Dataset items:
══════════════════════════════
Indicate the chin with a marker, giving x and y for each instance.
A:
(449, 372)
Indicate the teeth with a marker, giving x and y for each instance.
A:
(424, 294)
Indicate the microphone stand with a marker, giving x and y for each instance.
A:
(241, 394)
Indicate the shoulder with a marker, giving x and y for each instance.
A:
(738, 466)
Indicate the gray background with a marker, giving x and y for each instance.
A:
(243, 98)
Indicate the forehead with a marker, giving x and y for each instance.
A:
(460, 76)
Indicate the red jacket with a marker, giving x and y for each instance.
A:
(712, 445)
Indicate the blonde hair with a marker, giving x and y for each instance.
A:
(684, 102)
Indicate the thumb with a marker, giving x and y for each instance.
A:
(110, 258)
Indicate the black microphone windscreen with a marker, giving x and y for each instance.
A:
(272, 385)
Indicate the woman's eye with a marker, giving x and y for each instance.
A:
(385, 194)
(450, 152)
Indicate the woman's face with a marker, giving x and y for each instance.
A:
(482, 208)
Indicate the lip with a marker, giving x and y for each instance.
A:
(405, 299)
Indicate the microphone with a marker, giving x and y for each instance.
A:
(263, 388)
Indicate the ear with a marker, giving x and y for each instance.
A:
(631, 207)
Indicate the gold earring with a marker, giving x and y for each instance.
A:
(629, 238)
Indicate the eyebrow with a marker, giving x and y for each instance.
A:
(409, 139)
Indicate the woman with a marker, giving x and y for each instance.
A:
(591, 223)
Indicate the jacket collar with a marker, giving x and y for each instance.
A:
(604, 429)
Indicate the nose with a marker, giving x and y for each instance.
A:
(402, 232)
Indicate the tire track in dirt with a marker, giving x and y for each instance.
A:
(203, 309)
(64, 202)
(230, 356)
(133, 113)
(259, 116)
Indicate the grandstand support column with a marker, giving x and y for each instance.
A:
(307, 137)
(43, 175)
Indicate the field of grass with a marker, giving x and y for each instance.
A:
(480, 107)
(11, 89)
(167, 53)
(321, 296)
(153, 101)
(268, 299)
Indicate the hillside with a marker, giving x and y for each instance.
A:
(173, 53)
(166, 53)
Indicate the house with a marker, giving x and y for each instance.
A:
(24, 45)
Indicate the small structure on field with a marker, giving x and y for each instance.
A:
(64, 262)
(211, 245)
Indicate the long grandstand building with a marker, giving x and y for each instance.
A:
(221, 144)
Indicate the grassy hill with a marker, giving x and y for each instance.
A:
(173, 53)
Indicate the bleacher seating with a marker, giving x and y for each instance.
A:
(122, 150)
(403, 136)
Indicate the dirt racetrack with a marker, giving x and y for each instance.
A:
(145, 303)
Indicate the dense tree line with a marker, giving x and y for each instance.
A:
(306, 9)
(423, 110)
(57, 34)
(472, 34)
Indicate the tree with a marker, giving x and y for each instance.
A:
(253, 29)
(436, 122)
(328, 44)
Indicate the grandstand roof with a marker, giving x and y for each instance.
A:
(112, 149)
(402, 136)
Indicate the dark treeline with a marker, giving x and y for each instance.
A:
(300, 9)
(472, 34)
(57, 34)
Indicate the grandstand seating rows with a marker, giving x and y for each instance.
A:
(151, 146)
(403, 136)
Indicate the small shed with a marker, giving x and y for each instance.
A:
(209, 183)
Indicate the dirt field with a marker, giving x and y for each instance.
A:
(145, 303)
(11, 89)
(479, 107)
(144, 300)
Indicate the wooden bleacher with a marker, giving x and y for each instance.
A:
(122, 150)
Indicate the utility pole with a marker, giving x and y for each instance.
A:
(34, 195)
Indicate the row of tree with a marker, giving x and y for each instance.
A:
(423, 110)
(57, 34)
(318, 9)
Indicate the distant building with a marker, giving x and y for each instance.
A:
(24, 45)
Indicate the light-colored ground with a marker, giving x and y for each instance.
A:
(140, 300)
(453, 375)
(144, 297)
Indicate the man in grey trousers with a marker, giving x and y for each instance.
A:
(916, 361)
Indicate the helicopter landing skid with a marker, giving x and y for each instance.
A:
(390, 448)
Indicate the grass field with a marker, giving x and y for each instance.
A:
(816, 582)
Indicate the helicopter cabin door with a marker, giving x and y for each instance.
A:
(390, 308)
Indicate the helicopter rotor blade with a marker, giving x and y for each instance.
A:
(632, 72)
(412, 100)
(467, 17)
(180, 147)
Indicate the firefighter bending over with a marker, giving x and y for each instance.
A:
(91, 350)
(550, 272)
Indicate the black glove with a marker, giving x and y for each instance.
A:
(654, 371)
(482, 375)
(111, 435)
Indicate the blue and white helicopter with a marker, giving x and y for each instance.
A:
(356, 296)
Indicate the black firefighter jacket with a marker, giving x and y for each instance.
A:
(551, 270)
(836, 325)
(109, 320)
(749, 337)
══════════════════════════════
REQUEST. What needs duplicating is the run of lines from the one containing "Indicate the grass field" through the last line of the entries above, exact and complete.

RESULT OF THE TASK.
Indicate the grass field with a marker, giving x and y for each instance.
A:
(816, 582)
Indicate the helicopter cabin door with a marker, giving x and y for each instance.
A:
(390, 308)
Indicate the helicopter rotor blade with a marker, giving x and y for each instance.
A:
(632, 72)
(412, 100)
(467, 17)
(180, 147)
Indicate the firefighter bending over with a marker, giving x and y for each instance.
A:
(91, 350)
(550, 272)
Indicate the black glove with a marker, giving x and y for each instance.
A:
(654, 371)
(482, 375)
(111, 435)
Indicate the blue and white helicopter with a marker, giving x and y for each instance.
A:
(356, 296)
Indicate the black firefighter jacket with a marker, giving x and y for each instance.
A:
(551, 270)
(836, 325)
(109, 320)
(749, 337)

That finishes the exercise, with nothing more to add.